**WHAT YOU WILL DO:** Set down, word for word, everything from the start of the items down to and including the line that contains "[[352, 286]]". Leave the pictures out of your answer.

**RAW RECORDS:**
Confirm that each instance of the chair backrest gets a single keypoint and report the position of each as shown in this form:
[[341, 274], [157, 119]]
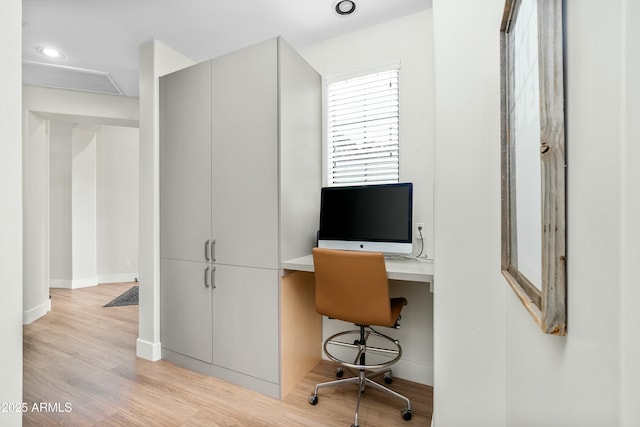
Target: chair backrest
[[352, 286]]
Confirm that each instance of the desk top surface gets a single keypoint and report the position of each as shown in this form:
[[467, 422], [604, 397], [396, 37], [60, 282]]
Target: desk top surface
[[412, 270]]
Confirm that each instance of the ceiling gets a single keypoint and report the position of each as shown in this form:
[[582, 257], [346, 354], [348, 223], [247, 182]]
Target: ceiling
[[100, 39]]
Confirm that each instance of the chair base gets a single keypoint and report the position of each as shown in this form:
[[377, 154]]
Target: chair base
[[365, 371]]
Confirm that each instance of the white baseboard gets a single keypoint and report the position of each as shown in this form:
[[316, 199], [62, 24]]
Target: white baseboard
[[92, 281], [148, 350], [117, 278], [60, 284], [84, 283], [37, 312]]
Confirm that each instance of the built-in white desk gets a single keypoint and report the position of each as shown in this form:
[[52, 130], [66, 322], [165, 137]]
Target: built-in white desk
[[301, 325], [407, 269]]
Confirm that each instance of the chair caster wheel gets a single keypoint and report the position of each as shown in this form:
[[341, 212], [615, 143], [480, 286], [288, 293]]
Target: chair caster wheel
[[406, 414]]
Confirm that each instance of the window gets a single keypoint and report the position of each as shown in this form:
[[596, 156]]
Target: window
[[362, 134]]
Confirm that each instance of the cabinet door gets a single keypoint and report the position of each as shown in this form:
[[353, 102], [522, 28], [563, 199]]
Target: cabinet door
[[245, 321], [245, 156], [186, 308], [185, 163]]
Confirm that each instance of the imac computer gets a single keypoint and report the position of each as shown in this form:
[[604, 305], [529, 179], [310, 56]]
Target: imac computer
[[373, 218]]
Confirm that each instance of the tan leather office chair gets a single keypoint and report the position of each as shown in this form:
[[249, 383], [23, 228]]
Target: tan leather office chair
[[353, 286]]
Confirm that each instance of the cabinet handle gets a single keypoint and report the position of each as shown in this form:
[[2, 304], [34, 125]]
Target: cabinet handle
[[213, 250]]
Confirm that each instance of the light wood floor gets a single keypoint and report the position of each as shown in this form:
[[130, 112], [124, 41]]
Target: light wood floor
[[83, 356]]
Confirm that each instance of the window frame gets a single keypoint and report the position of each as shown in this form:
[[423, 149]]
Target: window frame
[[328, 80]]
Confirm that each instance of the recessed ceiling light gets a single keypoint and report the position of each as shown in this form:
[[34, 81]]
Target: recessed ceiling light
[[50, 52], [345, 7]]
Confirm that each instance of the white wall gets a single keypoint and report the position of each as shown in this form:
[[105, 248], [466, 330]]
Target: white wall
[[84, 264], [103, 236], [409, 40], [40, 105], [156, 59], [60, 202], [11, 210], [630, 212], [493, 367], [117, 203], [469, 311], [35, 216]]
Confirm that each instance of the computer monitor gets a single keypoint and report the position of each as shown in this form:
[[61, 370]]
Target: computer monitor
[[374, 218]]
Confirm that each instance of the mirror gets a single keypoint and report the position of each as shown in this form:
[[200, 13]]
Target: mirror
[[533, 159]]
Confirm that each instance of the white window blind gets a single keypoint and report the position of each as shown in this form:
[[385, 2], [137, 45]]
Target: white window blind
[[362, 119]]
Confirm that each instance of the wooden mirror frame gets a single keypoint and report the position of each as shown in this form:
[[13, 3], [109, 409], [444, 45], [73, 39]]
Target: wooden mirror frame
[[546, 302]]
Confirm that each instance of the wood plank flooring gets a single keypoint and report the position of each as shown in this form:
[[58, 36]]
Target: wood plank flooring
[[80, 369]]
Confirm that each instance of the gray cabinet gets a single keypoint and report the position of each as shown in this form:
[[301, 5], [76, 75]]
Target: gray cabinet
[[224, 160]]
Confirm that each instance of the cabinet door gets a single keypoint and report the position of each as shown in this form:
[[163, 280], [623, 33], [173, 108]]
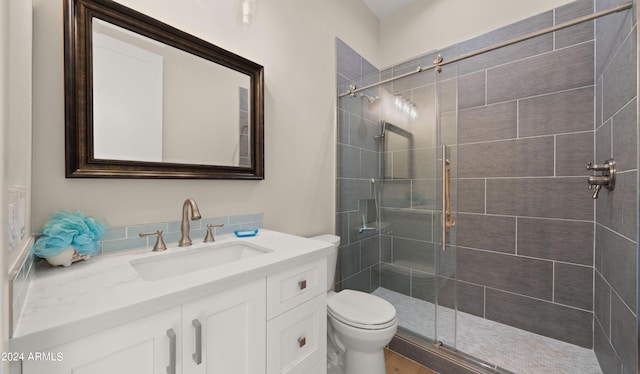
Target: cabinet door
[[297, 339], [139, 347], [229, 331]]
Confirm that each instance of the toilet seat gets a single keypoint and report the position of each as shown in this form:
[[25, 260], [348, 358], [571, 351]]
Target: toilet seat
[[361, 310]]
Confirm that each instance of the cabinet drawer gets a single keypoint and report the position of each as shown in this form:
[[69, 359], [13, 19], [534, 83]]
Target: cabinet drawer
[[297, 339], [295, 286]]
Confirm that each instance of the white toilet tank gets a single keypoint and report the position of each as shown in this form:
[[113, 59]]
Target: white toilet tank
[[332, 259]]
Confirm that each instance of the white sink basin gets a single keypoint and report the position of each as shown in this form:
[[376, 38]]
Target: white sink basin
[[191, 259]]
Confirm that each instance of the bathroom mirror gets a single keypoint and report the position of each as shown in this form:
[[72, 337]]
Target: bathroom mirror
[[146, 100]]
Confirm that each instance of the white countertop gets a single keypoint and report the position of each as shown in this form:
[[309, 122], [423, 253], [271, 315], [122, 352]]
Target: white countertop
[[66, 303]]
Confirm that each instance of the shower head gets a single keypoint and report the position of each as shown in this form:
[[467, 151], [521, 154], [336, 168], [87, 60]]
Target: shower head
[[372, 100]]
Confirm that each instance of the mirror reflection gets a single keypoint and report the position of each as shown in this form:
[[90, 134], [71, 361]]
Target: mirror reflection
[[146, 100], [145, 108]]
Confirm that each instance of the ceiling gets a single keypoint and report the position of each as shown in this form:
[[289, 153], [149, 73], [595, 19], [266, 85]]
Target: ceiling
[[383, 8]]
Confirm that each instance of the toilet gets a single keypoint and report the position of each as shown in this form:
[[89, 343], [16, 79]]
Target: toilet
[[359, 325]]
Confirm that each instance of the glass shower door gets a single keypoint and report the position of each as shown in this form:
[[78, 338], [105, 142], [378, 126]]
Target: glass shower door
[[411, 208]]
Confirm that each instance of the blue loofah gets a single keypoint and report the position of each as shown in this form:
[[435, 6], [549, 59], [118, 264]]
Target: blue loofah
[[66, 229]]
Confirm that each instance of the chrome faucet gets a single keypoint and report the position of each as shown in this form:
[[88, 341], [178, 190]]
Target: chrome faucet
[[185, 241]]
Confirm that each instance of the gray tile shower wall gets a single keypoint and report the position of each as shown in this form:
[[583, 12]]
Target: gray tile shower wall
[[525, 218], [520, 126], [616, 234], [357, 165]]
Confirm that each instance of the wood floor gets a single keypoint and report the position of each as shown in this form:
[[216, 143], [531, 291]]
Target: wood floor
[[397, 364]]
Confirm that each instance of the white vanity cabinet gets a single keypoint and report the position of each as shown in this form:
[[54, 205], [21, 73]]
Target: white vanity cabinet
[[142, 347], [297, 326], [227, 337], [225, 333], [271, 320]]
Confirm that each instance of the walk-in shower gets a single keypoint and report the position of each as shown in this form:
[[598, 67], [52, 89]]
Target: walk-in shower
[[474, 157]]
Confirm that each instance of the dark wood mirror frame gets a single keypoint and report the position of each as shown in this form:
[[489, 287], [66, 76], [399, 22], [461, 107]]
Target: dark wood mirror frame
[[80, 162]]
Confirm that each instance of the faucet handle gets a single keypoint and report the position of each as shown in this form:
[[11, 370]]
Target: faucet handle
[[209, 237], [159, 246]]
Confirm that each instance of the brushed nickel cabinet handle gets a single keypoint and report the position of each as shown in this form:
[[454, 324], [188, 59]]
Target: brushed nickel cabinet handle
[[171, 369], [197, 356]]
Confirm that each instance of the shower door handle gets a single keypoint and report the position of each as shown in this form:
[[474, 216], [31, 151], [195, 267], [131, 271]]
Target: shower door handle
[[447, 217]]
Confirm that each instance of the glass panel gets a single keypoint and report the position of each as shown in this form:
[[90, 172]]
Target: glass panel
[[408, 150], [446, 83]]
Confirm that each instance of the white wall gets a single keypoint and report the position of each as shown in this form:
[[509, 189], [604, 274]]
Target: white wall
[[15, 131], [293, 40], [427, 25], [4, 119]]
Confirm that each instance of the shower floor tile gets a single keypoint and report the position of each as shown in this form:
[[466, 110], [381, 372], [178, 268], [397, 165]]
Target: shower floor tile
[[519, 351]]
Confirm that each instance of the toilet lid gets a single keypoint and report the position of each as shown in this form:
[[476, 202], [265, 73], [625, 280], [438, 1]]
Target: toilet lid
[[361, 309]]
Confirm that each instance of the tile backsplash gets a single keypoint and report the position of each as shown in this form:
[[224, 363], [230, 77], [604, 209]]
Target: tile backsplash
[[123, 238]]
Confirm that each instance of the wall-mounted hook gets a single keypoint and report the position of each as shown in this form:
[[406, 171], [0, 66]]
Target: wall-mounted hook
[[607, 179]]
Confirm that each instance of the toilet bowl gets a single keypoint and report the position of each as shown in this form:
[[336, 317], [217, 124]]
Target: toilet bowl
[[359, 325]]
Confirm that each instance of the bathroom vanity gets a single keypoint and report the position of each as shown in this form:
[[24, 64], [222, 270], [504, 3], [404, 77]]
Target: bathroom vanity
[[265, 313]]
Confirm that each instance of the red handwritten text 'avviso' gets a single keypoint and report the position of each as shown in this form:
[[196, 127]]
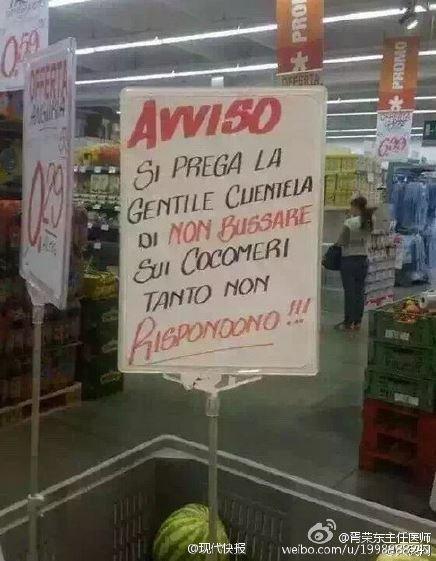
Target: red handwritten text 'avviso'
[[255, 116]]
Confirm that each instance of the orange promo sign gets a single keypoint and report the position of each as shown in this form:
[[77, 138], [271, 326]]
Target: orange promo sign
[[399, 78], [300, 33]]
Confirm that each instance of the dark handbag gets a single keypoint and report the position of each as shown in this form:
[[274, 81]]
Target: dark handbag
[[332, 258]]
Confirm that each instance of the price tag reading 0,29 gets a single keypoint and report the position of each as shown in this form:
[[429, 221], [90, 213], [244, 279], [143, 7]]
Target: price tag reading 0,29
[[46, 206], [15, 49], [23, 32], [47, 180]]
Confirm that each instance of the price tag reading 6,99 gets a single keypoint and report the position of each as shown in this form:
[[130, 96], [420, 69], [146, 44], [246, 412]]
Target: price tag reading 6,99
[[46, 206]]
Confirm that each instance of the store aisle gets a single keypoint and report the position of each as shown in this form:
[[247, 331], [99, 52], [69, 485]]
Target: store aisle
[[305, 427]]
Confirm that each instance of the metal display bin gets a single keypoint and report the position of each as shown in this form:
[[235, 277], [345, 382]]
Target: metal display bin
[[111, 512]]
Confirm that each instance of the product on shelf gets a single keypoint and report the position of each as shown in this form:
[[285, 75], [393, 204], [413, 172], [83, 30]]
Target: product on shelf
[[400, 391], [349, 175], [98, 370], [379, 286], [60, 330], [98, 155], [413, 197], [401, 437]]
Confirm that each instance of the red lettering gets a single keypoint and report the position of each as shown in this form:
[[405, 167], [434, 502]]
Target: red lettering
[[145, 128], [271, 103], [141, 340], [259, 118], [191, 122], [239, 109]]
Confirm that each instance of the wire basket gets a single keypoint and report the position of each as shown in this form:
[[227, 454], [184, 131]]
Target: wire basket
[[113, 511]]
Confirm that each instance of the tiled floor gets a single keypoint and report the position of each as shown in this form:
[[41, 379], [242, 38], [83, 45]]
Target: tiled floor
[[306, 427]]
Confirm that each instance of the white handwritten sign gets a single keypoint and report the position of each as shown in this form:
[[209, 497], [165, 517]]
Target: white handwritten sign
[[49, 101], [23, 32], [220, 230]]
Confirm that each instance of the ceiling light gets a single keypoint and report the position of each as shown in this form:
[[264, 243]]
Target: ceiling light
[[358, 16], [367, 113], [357, 114], [360, 136], [340, 101], [59, 3], [412, 24], [189, 73], [362, 130]]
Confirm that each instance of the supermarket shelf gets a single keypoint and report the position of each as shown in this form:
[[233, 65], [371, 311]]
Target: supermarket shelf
[[14, 128], [49, 403]]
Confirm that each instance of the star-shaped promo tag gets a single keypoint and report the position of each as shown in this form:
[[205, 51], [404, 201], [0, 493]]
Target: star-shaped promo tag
[[396, 103], [300, 62]]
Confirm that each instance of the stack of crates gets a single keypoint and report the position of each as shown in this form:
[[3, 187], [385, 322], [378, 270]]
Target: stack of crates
[[399, 413], [98, 370]]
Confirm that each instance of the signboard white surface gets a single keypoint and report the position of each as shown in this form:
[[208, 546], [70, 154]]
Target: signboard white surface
[[49, 105], [221, 206], [23, 32], [394, 133]]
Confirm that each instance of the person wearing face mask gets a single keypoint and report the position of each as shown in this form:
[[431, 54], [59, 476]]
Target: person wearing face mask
[[354, 241]]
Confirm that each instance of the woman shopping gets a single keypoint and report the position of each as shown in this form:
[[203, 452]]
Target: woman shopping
[[354, 241]]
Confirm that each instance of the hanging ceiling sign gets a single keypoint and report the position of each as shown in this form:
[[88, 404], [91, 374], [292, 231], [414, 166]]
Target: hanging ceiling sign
[[300, 36], [220, 223], [23, 32], [397, 97], [49, 115], [429, 135]]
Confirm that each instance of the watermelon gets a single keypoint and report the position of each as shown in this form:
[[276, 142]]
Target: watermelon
[[186, 526]]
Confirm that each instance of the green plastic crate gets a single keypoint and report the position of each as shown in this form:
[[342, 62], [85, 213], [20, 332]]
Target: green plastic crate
[[405, 361], [415, 393], [384, 326], [100, 376]]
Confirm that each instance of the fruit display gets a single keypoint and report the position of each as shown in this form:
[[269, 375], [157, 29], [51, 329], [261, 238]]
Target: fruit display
[[188, 525]]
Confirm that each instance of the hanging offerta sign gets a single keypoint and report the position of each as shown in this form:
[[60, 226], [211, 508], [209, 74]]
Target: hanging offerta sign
[[300, 35], [398, 87], [23, 32], [220, 223], [49, 102]]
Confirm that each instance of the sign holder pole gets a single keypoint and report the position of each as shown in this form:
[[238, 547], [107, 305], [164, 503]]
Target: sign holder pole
[[34, 498], [212, 384], [212, 412]]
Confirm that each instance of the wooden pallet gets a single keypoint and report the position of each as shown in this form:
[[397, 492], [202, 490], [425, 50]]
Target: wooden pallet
[[49, 403]]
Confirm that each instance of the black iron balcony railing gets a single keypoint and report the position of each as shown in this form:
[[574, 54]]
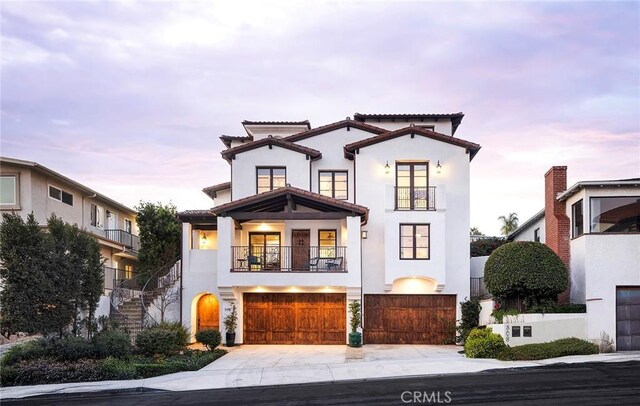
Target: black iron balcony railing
[[478, 289], [125, 238], [289, 259], [415, 198]]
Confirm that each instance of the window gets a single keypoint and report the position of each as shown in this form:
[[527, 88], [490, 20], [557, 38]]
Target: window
[[61, 195], [333, 184], [412, 186], [577, 220], [97, 216], [615, 214], [9, 191], [327, 242], [414, 241], [270, 179]]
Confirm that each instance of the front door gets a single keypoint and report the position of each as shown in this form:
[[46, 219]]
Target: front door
[[300, 251], [208, 313]]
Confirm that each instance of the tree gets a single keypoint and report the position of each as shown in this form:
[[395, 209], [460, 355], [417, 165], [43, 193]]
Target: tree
[[51, 277], [159, 238], [509, 224], [525, 269]]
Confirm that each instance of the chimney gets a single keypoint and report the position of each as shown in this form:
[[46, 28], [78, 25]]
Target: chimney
[[556, 220]]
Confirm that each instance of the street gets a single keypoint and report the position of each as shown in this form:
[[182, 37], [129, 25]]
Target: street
[[566, 384]]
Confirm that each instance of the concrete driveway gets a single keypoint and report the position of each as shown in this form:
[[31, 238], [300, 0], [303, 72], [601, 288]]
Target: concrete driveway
[[263, 365]]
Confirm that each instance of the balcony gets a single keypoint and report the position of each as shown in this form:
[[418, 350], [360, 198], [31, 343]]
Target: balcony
[[415, 198], [131, 242], [289, 259]]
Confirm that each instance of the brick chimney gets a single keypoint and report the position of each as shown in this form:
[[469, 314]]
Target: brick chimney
[[556, 220]]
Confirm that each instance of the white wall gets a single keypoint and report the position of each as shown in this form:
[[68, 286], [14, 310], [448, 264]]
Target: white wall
[[243, 174]]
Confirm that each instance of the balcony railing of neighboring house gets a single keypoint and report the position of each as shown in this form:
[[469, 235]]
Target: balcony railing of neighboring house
[[289, 259], [478, 289], [113, 277], [415, 198], [130, 241]]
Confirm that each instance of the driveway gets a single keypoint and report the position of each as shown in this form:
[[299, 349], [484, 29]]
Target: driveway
[[264, 365]]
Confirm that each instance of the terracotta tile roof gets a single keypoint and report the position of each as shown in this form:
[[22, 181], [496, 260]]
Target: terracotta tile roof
[[303, 122], [211, 191], [471, 147], [456, 118], [330, 204], [334, 126], [270, 141], [227, 139]]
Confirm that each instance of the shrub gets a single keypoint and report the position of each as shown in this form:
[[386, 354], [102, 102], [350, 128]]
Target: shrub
[[181, 333], [483, 343], [156, 340], [553, 349], [525, 269], [485, 246], [210, 338], [111, 343], [470, 318]]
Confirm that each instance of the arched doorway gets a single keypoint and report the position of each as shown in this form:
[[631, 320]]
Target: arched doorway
[[208, 313]]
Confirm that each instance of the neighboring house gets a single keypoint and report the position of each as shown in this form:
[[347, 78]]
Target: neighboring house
[[374, 208], [594, 227], [28, 187]]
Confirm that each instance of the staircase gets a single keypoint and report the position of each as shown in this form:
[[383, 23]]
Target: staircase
[[129, 310]]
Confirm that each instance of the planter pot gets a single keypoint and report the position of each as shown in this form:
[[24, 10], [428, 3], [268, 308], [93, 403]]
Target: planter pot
[[355, 339], [231, 339]]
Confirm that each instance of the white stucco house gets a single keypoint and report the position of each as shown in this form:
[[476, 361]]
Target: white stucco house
[[594, 226], [372, 209]]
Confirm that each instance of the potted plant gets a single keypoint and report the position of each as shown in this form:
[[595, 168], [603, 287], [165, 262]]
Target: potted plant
[[355, 338], [230, 324]]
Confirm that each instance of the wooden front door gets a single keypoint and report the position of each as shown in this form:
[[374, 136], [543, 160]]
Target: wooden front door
[[295, 318], [409, 319], [300, 240], [208, 313]]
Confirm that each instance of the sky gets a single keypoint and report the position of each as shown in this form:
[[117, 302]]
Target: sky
[[129, 98]]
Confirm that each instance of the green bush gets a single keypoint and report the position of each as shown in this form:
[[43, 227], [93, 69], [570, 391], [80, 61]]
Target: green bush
[[470, 318], [525, 269], [156, 340], [111, 343], [553, 349], [210, 338], [485, 246], [182, 335], [483, 343]]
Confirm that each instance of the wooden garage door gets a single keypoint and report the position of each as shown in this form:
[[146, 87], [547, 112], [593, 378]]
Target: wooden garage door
[[409, 319], [628, 318], [294, 318]]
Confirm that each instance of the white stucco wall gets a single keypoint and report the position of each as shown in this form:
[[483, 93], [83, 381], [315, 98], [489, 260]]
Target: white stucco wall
[[243, 174]]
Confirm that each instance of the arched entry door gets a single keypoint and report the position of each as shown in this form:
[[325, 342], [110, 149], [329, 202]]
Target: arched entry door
[[208, 313]]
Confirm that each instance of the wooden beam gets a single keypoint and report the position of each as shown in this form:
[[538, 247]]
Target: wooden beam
[[288, 216]]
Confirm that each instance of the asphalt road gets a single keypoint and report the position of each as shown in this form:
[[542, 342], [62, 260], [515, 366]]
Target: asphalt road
[[575, 384]]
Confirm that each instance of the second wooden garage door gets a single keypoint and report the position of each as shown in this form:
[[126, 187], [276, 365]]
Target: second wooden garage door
[[409, 319], [294, 318]]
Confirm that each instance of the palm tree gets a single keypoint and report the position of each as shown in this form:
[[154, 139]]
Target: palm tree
[[509, 223]]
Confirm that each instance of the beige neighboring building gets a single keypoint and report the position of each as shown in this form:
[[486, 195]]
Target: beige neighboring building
[[27, 187]]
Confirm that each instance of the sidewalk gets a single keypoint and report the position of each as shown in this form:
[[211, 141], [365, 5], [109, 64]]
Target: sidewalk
[[263, 365]]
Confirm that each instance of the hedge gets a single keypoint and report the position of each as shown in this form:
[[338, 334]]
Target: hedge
[[553, 349]]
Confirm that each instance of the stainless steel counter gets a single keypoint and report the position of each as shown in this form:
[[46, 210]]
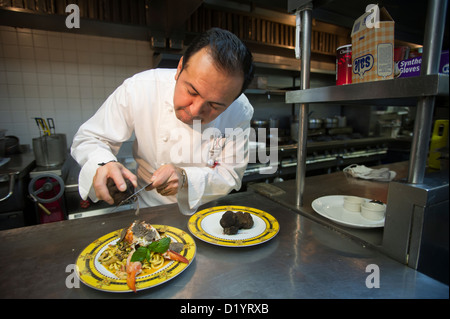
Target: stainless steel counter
[[304, 260]]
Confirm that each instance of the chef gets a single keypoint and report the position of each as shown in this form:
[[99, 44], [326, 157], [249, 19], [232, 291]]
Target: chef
[[191, 128]]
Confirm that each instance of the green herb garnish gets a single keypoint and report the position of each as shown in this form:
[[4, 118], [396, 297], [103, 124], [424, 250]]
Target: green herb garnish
[[143, 252]]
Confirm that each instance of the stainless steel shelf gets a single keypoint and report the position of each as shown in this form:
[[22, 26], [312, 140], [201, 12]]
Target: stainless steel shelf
[[404, 92]]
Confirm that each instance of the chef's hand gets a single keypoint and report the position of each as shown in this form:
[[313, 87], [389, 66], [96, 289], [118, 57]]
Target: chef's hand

**RESPONSE:**
Confirm that each instance of the chair backrest gets a single keypoint and report the position of each as shown in this form:
[[341, 274], [157, 119]]
Target: chair backrest
[[352, 286]]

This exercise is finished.